::: Dataset records
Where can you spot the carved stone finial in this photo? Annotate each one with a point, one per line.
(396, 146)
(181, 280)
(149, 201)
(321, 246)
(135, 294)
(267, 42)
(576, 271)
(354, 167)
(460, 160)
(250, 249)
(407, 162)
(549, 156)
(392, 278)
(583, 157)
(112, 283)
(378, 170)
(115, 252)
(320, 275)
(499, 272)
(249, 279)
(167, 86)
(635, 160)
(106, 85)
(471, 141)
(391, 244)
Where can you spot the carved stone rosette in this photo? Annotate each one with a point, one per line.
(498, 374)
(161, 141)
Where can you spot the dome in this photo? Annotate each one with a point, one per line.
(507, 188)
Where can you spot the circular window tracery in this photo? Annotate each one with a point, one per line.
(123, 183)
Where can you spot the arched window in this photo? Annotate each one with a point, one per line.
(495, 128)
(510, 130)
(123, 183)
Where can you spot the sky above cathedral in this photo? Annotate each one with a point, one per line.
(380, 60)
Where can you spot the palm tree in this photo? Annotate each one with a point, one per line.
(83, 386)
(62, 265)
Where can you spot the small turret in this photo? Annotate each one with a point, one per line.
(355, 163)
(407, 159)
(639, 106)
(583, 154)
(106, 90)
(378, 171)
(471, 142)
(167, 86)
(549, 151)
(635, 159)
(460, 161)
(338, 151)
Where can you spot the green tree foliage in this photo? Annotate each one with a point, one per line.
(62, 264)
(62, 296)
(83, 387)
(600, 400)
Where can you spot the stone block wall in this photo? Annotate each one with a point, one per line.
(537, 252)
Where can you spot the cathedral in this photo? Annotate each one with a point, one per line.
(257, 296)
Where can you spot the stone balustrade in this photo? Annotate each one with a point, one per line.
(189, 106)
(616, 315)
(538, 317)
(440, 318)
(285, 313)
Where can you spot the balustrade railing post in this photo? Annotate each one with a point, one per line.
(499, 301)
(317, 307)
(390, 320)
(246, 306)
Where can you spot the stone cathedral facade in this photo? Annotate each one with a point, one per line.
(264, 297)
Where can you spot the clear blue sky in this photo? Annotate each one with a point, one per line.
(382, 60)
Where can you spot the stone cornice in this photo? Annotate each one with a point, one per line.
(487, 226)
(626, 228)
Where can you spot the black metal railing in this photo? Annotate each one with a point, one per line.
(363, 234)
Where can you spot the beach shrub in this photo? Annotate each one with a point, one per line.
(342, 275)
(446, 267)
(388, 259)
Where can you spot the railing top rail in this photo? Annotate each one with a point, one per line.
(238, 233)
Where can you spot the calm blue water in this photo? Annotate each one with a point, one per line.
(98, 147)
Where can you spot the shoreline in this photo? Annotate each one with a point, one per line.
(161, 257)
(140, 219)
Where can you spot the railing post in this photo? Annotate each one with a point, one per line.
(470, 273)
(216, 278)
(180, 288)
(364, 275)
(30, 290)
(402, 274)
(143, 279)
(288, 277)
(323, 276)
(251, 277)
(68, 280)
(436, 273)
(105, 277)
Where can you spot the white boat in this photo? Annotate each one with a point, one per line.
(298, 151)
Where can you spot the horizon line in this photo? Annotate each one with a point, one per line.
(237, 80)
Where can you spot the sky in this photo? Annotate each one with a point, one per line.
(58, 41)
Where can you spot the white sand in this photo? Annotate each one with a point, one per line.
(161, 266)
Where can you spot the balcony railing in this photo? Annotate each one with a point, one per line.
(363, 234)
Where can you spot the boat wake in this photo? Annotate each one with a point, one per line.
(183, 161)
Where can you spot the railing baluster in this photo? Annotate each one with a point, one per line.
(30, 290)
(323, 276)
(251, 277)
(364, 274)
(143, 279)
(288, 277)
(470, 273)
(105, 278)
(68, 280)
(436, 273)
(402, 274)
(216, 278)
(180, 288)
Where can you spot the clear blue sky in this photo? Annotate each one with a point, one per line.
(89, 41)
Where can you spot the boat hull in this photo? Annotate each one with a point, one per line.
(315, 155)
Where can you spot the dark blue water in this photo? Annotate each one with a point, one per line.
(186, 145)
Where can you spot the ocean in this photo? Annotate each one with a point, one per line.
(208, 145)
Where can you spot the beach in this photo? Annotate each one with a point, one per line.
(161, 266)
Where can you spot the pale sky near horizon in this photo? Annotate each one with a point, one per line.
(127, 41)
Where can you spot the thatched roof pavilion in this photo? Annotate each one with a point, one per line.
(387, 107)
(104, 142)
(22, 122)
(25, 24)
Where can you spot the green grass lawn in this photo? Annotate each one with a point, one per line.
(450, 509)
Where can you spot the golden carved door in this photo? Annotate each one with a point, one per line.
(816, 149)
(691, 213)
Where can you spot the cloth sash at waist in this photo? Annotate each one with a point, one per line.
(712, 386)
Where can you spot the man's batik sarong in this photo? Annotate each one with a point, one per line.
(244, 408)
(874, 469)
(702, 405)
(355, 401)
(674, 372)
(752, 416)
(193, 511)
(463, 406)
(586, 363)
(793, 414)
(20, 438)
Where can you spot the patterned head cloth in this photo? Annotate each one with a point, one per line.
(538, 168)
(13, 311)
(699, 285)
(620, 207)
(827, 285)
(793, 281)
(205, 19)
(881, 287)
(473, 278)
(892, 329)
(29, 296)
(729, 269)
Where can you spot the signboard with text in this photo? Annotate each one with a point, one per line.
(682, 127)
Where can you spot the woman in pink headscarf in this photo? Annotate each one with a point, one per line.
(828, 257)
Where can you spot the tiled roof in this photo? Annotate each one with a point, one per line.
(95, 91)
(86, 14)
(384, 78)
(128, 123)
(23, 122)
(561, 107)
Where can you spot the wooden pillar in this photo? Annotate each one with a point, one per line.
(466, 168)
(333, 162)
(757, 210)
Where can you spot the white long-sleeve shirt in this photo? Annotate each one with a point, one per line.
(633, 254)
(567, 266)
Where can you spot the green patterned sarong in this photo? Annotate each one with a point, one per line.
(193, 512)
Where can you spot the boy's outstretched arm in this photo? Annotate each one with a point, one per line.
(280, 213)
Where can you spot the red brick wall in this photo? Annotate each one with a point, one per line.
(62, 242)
::::::
(Request):
In the listing above, find the line containing "Where can you spot the man's" and please quote exactly that line through the last one, and no other lines.

(Complete output):
Where can you spot the man's batik sarong in this photo? Annotate each one with a point, one per line.
(244, 408)
(874, 469)
(702, 405)
(355, 401)
(674, 372)
(752, 416)
(193, 511)
(463, 406)
(586, 363)
(793, 414)
(20, 438)
Where can you spot the patterned head cloth in this photo? Annotate each one with a point, one per line.
(538, 168)
(13, 311)
(699, 285)
(620, 207)
(827, 285)
(793, 281)
(205, 19)
(881, 287)
(473, 278)
(892, 329)
(29, 296)
(729, 269)
Where can you spot the signboard with text in this photo? Annotate each one with a point, one per line.
(682, 127)
Where can you spot the woman in pink headscarf in this photo? Annotate each one with a point, one per line.
(828, 257)
Where can you spot the tiled roof in this photo? Annotate each one with a point, one per line.
(95, 91)
(86, 14)
(384, 78)
(128, 123)
(23, 122)
(561, 107)
Where can you spot the wooden pillar in this photo? Annotate each one with a point, one per line.
(466, 168)
(333, 162)
(757, 210)
Where can you spot the white long-sleeve shirt in this photo? Annotate each one with a point, one per line.
(633, 254)
(567, 266)
Where can you spot the green patterned sarong in this photo? Annotate each one with a point, one per line.
(193, 512)
Where can you spot the boy's outstretched arm in this photo? Annotate each one with a point, one per line.
(280, 213)
Where can you spot the red brick wall in this photo? Annotate each one with a point, one per line.
(62, 242)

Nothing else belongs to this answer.